For those not familiar with the nearly 30 year-old Sega property, the Sonic we meet in the film is an adorable-looking blue creature with big, expressive eyes and an impish streak. Unfortunately, as conceived by director Jeff Fowler (making his feature debut) and writers Pat Casey and Josh Miller, he’s also a receptacle for lazy, pop-culture-heavy punch lines.

Schwartz, an Emmy-winning stand-up comedian, actor and writer, can’t do much with Sonic’s tiresome assortment of pseudo-zeitgeist-y allusions and smart-alecky asides. Frustratingly, the movie doesn’t even follow its own internal logic for the character: Sonic is well-versed in corporate entities such as Amazon and Olive Garden, and seems to possess a sophisticated sense of how Earthlings behave from watching movies and TV shows, and yet he has no idea what a bucket list is or exactly what Tom’s job as a cop is. The character is either achingly hip or cloyingly naïve, depending on what the script requires.

As a result, Sonic The Hedgehog is one of the rare family films in which the central character is the least interesting. Fowler (who was Oscar-nominated for his animated short Gopher Broke) tries to wring some comedy out of the road-trip hijinks that ensue when the mismatched Sonic and Tom head west to find special rings that will teleport Sonic to a new planet where he’ll be safe. But much of the humour actually comes from Marsden, a solid straight man slowly being driven crazy by his companion’s impudent shenanigans. The actor doesn’t have consistently great lines — the dialogue is frequently dumbed-down, not trusting the intelligence of its young audience — but his ability to convey Tom’s growing frustration generates laughs.

——

§ WHAT THE TASK ASKS
Translate this sentence from the Sonic film review above into Spanish: "The character is either achingly hip or cloyingly naïve, depending on what the script requires."

§ INFORMATION SUPPLIED
——

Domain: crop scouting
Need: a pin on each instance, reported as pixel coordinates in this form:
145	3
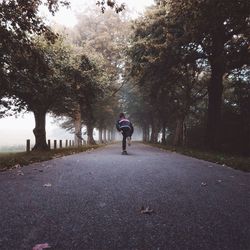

——

§ WRITTEN RESPONSE
El personaje es o bien dolorosamente moderno o bien empalagosamente ingenuo, según lo que exija el guion.